### Source
But the firm said contracting in the current year was forecast to return to the black as problem jobs were cleared and inflation spikes settled down.

In accounts filed at Companies House by Careys parent Araglin Holdings, the firm posted a pre-tax profit of £43m in the year to September 2022, up from £16m last time.

It said this was down to its booming land development business and waste management arm Seneca.

Just over £800,000 of its profit also came from Scudder, the demolition business discontinued by the firm in the wake of the bid-rigging probe in the sector which saw the Competition and Markets Authority dish out £60m in fines to 10 firms earlier this year. Careys was handed an £8.2m penalty for its role in the scandal which the firm said it had paid in the spring.

Careys has previously said the firm has tightened up its governance structure in the wake of the investigation and that the management team at the centre of the scandal is no longer at the business.

Careys said its current order book was over £600m with the firm reaping the benefits of moving into energy from waste schemes where it is building giant concrete storage bunkers for joint venture client HZI on four schemes including Leeds and London.

The firm said it plans to spend £25m on plant and technology in the coming three years, having shelled out £35m on a new warehouse and office complex in Buckinghamshire for its plant and fleet business.

Careys, which has net assets of £157m including £73m of cash, said turnover last year was up 6% to £366m. It expects income this year to be around £400m.

### Tasks for this exercise
[a] Retype the section of the Careys results report that starts with the words "In accounts filed" and ends with "management arm Seneca.".
[b] In the Careys results report, how large was the penalty Careys received for its role in the bid-rigging scandal?

### Entries provided
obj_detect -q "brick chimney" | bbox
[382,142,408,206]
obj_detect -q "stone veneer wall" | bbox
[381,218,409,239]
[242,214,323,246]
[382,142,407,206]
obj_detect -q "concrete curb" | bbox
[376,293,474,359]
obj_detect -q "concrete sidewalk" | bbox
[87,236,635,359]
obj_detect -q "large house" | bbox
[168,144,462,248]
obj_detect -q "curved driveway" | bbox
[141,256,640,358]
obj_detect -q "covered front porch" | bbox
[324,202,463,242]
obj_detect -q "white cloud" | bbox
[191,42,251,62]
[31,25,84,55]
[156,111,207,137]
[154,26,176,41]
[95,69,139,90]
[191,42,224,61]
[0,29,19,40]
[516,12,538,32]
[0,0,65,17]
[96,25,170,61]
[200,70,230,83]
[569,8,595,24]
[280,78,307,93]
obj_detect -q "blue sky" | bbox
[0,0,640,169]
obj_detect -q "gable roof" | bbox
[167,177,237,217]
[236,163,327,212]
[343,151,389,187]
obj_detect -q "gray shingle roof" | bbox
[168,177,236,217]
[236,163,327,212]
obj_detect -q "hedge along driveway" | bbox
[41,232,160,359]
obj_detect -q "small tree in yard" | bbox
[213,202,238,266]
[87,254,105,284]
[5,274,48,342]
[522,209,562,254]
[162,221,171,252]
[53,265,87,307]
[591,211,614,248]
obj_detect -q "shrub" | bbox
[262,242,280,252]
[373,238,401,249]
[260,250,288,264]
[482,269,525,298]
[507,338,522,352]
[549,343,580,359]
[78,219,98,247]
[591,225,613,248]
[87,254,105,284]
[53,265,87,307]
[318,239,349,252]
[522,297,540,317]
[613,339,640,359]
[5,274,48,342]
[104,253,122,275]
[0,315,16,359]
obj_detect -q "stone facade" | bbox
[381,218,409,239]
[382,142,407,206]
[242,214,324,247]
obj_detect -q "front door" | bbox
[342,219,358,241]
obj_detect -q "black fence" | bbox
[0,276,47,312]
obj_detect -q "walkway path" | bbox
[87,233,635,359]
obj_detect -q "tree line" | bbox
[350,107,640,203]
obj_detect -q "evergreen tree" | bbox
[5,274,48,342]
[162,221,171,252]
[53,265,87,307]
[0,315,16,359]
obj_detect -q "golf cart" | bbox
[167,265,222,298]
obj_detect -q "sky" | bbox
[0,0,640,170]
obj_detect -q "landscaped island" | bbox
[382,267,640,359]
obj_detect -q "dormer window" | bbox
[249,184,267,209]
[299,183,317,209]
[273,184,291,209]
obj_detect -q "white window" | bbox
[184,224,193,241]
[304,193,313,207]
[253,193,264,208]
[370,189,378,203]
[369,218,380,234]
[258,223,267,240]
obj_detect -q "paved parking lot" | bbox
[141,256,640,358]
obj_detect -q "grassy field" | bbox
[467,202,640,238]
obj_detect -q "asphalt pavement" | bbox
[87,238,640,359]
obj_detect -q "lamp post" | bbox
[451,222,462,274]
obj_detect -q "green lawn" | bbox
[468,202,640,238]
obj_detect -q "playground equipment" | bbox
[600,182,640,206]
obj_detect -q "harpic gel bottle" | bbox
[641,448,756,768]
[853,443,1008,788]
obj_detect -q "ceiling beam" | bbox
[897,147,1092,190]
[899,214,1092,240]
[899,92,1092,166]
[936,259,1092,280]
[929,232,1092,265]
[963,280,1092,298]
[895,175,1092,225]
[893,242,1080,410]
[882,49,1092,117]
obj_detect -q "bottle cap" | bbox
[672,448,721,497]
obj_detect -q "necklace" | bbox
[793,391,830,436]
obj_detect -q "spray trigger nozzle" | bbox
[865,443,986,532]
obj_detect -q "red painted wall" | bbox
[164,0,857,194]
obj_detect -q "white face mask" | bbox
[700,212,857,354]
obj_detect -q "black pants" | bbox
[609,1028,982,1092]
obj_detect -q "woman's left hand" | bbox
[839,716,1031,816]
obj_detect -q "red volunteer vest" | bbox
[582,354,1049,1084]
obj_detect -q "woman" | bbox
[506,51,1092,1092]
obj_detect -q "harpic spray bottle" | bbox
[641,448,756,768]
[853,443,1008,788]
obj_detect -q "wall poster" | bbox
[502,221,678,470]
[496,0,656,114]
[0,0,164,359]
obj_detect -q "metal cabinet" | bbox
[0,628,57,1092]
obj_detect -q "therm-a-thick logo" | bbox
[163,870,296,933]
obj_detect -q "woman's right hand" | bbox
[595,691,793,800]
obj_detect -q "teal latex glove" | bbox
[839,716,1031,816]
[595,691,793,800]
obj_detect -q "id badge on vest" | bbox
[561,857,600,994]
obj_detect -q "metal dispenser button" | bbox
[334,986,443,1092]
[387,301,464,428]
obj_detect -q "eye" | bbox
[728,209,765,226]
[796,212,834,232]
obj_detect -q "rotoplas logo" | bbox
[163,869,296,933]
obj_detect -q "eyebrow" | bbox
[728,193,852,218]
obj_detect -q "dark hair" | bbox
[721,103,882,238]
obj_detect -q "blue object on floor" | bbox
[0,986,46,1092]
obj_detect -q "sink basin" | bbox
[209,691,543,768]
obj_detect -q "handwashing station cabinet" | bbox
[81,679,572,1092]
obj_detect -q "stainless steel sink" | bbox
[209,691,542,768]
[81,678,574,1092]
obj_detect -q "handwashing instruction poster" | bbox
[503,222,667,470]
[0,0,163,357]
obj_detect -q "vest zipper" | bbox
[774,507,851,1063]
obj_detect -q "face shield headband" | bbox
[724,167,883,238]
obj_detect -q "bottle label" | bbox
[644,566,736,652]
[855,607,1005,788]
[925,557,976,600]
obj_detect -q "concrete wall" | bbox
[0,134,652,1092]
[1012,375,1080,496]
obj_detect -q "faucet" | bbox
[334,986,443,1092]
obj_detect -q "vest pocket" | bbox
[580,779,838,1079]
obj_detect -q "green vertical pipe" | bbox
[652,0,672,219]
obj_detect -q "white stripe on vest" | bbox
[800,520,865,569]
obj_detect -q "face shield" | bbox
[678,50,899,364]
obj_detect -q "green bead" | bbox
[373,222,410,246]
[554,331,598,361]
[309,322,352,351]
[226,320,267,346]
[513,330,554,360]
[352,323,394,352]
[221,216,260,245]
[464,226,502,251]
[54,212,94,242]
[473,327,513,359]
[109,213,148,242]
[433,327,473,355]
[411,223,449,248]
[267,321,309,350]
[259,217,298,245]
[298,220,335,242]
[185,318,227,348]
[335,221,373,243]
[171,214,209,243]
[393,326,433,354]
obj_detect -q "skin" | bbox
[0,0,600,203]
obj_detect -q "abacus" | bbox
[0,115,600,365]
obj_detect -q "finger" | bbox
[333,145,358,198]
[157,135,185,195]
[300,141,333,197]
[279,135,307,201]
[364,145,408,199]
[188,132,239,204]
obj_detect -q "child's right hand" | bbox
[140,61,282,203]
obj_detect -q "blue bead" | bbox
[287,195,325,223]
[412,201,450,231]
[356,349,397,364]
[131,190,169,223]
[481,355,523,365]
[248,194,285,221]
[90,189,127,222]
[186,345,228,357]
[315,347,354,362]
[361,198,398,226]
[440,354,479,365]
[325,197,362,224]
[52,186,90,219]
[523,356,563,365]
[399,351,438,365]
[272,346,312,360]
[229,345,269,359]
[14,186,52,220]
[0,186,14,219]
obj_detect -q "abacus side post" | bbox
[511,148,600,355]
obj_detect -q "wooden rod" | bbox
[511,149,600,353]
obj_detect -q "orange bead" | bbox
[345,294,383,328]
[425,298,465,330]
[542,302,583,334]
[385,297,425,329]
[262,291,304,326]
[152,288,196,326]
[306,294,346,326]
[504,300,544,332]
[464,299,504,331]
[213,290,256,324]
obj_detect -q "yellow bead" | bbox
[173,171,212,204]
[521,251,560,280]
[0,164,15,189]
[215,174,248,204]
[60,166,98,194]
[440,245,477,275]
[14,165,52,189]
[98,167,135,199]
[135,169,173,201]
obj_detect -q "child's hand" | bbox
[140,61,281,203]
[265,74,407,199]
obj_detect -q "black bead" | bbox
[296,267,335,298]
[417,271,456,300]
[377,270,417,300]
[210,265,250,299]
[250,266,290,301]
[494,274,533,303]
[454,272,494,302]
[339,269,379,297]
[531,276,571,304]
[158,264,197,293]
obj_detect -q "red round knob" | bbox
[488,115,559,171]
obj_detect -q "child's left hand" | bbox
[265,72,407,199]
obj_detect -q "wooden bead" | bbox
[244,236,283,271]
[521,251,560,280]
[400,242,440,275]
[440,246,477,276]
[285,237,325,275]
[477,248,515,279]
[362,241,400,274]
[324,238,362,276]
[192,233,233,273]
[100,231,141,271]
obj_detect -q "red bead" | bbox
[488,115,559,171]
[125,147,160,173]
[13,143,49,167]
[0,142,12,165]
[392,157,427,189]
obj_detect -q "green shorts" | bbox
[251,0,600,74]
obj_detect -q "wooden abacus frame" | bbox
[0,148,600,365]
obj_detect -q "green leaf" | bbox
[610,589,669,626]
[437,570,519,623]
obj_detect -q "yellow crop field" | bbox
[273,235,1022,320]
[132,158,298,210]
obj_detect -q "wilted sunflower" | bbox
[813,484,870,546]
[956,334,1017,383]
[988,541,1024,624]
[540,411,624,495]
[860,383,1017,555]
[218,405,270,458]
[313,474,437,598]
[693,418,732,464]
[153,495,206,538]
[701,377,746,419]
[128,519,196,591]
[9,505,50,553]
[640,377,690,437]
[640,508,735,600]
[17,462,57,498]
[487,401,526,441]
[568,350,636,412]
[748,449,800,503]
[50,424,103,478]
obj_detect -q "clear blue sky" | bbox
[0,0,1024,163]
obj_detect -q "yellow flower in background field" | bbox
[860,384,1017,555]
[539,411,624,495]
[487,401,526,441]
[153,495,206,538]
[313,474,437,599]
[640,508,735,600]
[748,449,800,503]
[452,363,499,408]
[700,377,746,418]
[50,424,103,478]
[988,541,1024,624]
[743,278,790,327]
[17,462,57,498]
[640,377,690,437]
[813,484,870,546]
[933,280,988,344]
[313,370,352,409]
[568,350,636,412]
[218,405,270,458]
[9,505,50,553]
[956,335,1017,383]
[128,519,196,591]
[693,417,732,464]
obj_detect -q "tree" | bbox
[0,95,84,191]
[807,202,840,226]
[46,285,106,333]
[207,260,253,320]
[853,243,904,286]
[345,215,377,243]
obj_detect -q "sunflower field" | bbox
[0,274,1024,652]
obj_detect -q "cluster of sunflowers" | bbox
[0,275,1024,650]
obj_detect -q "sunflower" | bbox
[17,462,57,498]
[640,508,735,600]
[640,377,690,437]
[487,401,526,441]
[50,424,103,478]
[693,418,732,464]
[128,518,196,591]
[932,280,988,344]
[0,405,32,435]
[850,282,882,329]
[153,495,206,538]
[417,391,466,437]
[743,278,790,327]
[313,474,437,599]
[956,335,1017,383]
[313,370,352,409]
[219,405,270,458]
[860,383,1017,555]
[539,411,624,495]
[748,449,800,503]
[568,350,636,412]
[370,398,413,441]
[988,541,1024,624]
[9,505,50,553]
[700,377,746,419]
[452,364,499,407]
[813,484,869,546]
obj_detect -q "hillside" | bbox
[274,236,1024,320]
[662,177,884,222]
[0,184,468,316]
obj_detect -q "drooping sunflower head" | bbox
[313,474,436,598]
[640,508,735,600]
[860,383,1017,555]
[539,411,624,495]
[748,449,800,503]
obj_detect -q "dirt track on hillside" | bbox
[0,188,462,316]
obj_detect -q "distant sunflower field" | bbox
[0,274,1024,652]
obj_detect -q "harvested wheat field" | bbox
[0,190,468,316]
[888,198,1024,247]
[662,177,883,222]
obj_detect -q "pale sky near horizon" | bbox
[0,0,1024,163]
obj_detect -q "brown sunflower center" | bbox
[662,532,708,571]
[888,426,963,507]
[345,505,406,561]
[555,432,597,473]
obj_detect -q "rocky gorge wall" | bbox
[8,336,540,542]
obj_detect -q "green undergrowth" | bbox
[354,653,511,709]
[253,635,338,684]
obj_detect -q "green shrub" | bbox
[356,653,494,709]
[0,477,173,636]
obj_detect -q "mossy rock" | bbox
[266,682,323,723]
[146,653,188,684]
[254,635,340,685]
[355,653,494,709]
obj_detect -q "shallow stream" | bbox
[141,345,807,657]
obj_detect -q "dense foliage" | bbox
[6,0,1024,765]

### Results
[a]
In accounts filed at Companies House by Careys parent Araglin Holdings, the firm posted a pre-tax profit of £43m in the year to September 2022, up from £16m last time.

It said this was down to its booming land development business and waste management arm Seneca.

[b] £8.2m